* start Data lines *

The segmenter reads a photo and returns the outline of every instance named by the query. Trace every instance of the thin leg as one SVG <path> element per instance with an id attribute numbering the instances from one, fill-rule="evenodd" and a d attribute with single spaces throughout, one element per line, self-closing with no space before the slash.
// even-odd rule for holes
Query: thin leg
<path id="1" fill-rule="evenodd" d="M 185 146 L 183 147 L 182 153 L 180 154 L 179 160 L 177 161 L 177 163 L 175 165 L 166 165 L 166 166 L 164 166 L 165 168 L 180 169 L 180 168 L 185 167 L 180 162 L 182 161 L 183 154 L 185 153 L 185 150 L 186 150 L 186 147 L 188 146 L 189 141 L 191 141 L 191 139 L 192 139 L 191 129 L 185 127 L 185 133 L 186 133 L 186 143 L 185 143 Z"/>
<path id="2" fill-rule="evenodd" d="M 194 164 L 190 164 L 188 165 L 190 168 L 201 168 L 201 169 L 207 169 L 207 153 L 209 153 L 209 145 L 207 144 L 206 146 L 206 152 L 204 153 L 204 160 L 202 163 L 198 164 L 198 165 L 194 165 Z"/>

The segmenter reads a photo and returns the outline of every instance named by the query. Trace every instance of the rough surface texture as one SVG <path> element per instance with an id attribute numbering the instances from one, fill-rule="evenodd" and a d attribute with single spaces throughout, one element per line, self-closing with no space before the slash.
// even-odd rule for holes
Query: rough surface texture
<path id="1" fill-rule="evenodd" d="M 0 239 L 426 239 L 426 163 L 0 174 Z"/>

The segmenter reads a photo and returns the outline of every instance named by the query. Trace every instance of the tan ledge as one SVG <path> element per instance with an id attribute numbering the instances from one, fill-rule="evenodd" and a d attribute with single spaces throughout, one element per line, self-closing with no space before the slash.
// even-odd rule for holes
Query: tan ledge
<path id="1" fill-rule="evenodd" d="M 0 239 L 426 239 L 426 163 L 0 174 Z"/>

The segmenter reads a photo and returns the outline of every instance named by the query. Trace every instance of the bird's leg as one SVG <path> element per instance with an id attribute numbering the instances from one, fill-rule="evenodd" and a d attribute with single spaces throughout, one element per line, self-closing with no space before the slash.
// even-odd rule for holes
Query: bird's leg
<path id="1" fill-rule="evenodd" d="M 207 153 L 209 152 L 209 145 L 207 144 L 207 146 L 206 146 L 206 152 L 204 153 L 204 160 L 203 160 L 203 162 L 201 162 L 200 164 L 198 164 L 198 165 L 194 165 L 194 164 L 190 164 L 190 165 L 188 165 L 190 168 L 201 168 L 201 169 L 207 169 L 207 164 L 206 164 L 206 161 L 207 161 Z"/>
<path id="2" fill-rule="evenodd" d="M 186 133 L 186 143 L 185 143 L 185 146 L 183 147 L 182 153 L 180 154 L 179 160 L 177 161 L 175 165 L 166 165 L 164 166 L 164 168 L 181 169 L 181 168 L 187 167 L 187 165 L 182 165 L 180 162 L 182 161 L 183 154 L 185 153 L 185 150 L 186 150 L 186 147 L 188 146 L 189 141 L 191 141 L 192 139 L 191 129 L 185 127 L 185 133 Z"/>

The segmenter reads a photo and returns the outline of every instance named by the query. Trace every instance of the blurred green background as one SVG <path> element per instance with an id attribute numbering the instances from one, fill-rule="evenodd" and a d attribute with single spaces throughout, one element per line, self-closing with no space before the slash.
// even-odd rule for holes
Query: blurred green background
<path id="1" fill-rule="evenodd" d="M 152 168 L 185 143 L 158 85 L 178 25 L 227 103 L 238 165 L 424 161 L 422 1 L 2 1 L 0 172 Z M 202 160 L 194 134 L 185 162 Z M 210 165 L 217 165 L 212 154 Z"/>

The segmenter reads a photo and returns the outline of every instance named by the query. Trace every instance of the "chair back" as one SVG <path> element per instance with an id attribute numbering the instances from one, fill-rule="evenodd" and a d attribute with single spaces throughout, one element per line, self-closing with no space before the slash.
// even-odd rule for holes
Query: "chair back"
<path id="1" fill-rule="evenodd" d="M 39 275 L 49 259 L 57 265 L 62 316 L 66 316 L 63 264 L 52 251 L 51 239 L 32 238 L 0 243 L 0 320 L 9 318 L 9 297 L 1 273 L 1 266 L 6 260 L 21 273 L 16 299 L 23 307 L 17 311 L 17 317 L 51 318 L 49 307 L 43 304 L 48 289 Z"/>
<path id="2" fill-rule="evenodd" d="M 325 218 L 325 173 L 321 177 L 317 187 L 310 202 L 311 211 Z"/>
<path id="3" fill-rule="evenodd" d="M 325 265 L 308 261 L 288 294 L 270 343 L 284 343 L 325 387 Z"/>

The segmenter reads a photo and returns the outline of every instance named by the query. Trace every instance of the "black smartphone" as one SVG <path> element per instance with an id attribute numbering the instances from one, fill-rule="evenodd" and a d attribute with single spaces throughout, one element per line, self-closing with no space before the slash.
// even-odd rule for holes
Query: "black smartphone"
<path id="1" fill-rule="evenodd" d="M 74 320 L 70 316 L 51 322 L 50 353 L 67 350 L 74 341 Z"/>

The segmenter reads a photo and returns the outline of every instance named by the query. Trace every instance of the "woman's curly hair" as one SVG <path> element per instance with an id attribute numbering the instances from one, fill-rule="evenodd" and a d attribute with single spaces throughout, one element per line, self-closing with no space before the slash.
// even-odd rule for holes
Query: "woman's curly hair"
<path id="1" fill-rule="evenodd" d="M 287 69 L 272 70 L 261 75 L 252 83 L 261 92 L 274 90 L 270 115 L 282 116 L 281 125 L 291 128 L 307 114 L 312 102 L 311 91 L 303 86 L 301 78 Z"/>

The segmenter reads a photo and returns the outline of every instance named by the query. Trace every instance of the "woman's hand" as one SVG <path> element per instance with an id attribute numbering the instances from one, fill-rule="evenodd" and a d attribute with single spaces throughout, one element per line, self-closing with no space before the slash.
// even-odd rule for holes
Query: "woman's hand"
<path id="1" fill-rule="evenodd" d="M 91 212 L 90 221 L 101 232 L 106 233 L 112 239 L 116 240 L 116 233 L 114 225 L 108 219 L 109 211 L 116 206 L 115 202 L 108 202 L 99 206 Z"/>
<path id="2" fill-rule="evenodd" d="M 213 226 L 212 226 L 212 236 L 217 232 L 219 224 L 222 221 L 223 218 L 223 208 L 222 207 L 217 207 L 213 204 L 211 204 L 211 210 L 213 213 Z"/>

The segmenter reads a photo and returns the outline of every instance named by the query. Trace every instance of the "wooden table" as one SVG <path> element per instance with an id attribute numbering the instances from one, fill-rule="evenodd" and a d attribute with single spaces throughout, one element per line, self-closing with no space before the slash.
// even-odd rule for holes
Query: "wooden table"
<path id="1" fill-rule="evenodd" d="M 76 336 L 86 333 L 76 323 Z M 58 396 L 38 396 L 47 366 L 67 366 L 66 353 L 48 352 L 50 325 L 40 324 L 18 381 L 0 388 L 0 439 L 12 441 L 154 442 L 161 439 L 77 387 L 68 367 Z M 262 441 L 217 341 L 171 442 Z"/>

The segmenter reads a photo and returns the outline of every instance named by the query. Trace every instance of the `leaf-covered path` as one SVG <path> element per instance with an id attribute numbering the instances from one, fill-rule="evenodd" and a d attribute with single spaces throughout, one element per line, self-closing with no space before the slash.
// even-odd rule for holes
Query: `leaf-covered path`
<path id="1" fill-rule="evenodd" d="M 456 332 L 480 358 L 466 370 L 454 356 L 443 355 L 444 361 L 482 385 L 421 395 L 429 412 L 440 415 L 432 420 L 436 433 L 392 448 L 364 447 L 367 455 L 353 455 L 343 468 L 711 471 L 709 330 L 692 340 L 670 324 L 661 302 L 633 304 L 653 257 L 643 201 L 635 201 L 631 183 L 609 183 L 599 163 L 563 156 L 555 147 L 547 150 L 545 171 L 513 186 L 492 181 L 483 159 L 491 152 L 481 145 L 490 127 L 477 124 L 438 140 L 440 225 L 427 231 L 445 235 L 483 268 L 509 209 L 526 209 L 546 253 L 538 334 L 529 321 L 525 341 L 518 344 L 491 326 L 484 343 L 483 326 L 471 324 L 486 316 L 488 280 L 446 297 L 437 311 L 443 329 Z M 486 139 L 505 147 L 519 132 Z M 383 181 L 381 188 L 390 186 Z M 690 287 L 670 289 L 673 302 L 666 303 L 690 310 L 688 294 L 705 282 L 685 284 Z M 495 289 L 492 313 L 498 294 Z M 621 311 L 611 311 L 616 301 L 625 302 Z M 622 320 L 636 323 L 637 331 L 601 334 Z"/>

* end Data lines *

> [Task details] Which lines in the items above contain the string "covered"? Pick out each of those lines and copy it whole, counting a match only when the case is the same.

> [Answer for the task]
The segmenter reads a photo and returns the outline of every instance named by the query. Trace every instance of the `leaf-covered path` as one SVG <path> element per instance with an id attribute numbering the instances from one, fill-rule="evenodd" and a d attribute with single spaces throughout, one element per line, self-closing with no space before the slash.
Query: `leaf-covered path`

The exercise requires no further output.